--- SUPPLIED DATA ---
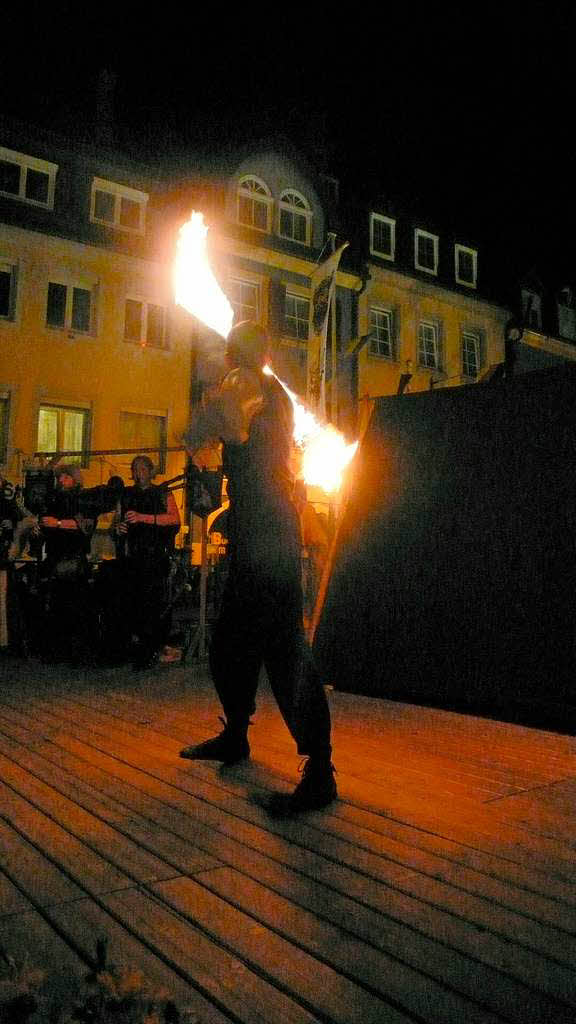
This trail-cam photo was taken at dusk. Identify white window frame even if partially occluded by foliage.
[36,398,92,467]
[418,319,442,370]
[368,306,396,361]
[122,295,168,352]
[0,145,58,210]
[118,408,168,473]
[45,272,97,338]
[454,243,478,288]
[370,213,396,260]
[278,188,312,246]
[414,227,440,276]
[236,174,274,234]
[90,178,149,234]
[284,288,311,341]
[228,276,261,324]
[0,255,18,324]
[460,328,482,380]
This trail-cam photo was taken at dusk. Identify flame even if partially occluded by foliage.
[173,210,234,338]
[263,366,358,494]
[173,211,358,494]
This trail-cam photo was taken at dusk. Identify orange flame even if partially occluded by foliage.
[263,367,358,494]
[173,211,358,494]
[173,210,234,338]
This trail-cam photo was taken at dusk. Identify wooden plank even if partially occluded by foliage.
[193,867,574,1024]
[3,704,574,995]
[49,899,230,1024]
[143,878,407,1024]
[0,754,179,882]
[102,890,327,1024]
[0,910,86,1011]
[0,782,131,895]
[0,811,82,916]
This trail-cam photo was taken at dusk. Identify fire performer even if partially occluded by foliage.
[180,321,336,816]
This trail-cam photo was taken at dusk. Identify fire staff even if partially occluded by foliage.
[180,321,336,815]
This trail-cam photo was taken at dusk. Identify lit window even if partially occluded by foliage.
[38,406,90,466]
[46,281,94,334]
[454,245,478,288]
[0,394,10,463]
[370,307,394,359]
[90,178,148,234]
[462,331,482,377]
[284,292,310,341]
[0,146,58,210]
[370,213,396,259]
[418,321,440,370]
[228,280,259,324]
[414,227,438,273]
[120,412,166,473]
[0,260,16,319]
[278,188,312,246]
[124,299,167,348]
[238,176,272,231]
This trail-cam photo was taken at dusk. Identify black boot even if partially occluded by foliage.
[269,757,338,818]
[180,718,250,765]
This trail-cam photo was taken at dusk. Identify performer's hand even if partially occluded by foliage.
[40,515,60,529]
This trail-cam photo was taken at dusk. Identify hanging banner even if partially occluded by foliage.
[306,242,348,419]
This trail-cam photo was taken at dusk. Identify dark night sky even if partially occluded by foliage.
[0,8,576,286]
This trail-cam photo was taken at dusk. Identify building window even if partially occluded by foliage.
[238,176,272,231]
[370,307,395,359]
[278,188,312,246]
[120,412,166,473]
[228,280,259,324]
[414,227,439,273]
[38,406,90,466]
[284,292,310,341]
[0,146,58,210]
[454,245,478,288]
[124,299,167,348]
[418,321,440,370]
[0,394,10,464]
[46,281,94,334]
[90,178,148,234]
[0,260,16,319]
[462,331,482,377]
[370,213,396,259]
[522,289,542,331]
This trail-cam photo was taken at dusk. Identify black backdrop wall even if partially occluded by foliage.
[315,366,576,731]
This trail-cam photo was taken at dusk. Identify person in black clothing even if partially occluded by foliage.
[180,322,336,815]
[38,463,95,656]
[116,455,180,669]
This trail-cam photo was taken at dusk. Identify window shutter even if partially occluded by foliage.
[268,280,286,336]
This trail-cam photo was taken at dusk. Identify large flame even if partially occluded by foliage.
[174,211,234,338]
[173,211,358,494]
[263,367,358,494]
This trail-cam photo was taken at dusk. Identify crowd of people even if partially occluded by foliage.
[0,455,180,669]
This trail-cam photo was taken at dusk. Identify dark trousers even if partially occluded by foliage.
[210,546,331,759]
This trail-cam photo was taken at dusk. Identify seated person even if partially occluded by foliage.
[112,455,180,668]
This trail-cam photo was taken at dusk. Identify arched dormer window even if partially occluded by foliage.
[278,188,312,246]
[238,174,272,232]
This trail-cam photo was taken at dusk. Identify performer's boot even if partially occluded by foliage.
[269,755,338,818]
[180,718,250,765]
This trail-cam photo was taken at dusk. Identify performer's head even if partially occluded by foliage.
[54,462,82,490]
[130,455,154,487]
[227,321,270,370]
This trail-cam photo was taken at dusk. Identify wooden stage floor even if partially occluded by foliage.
[0,658,576,1024]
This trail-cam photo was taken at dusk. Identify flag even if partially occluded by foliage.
[306,242,348,419]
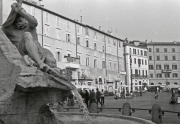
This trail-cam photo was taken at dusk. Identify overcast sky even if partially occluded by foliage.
[43,0,180,42]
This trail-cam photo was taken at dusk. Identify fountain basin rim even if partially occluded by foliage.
[54,112,155,124]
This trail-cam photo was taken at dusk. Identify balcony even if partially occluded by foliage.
[64,55,80,69]
[161,69,172,73]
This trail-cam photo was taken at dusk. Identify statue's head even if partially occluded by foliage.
[14,14,28,29]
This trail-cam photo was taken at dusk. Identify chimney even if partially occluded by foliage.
[39,0,44,7]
---
Quote only the lines that start at the line holding "This trail-cam photo was taken at dusk. Identify wooden stage" and end at the last line of the entries, including both of those lines, and omit every picture.

ANSWER IN FULL:
This trail-cam photo was taken at dusk. Identify wooden stage floor even if partially occluded by foliage.
[0,658,576,1024]
This trail-cam photo was taken at dusk. Identify flag even if partially occluded by foliage.
[306,242,348,419]
This trail-cam photo was taken at dusk. Identify overcast sky even if partially occluded by foliage.
[43,0,180,42]
This trail-cam photo was taken at dusk. Identify fountain basin rim even if partially occluded by foliage.
[54,112,155,124]
This trail-cam photo was taken at dusk. Identify balcony even if partially occluded by foliage.
[64,55,80,69]
[161,69,172,73]
This trail-cam photo was taken at dusk. Identify statue's head even if partially occluded by foliage.
[14,14,28,29]
This trail-cam photo was taken at dusk. Identify chimney even if partially occluded by foliage.
[39,0,44,7]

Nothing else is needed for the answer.